#### Data for this task

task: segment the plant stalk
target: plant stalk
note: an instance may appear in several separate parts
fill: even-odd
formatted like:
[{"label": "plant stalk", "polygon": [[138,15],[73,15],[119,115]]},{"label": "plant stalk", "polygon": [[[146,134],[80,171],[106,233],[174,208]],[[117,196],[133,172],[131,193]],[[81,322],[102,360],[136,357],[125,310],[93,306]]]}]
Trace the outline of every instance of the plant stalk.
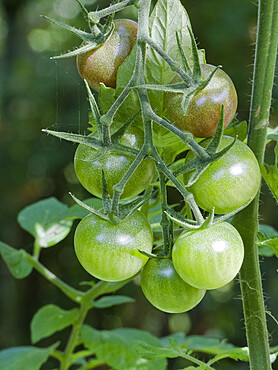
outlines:
[{"label": "plant stalk", "polygon": [[[259,0],[257,42],[249,114],[248,145],[260,165],[264,161],[278,41],[278,0]],[[245,257],[240,286],[251,370],[271,369],[268,331],[256,237],[259,194],[233,220],[240,232]]]},{"label": "plant stalk", "polygon": [[88,304],[88,302],[85,303],[83,302],[80,306],[78,318],[76,322],[73,324],[72,332],[65,350],[64,358],[63,361],[61,362],[61,370],[68,370],[68,368],[72,364],[73,361],[72,353],[79,339],[80,329],[90,308],[91,306],[90,304]]}]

########

What you will do:
The finished copy should match the data above word for word and contain no pictures.

Solution for this exercise:
task: segment the plant stalk
target: plant stalk
note: an instance may appear in several separate parts
fill: even-odd
formatted like:
[{"label": "plant stalk", "polygon": [[138,15],[73,15],[119,115]]},{"label": "plant stalk", "polygon": [[[146,134],[80,171],[106,233],[174,208]],[[117,196],[133,172],[131,193]],[[81,322],[102,360],[136,357],[125,310],[93,306]]]}]
Trace the outline of every instance of the plant stalk.
outlines:
[{"label": "plant stalk", "polygon": [[[259,0],[257,42],[249,114],[248,145],[260,165],[264,161],[278,41],[278,0]],[[245,257],[240,286],[251,370],[271,369],[268,331],[256,237],[259,194],[233,220],[240,232]]]},{"label": "plant stalk", "polygon": [[88,304],[88,302],[85,303],[83,302],[80,306],[78,318],[76,322],[73,324],[72,332],[65,350],[64,358],[63,361],[61,362],[61,370],[68,370],[68,368],[72,364],[73,361],[72,353],[79,339],[80,329],[90,308],[91,306],[90,304]]}]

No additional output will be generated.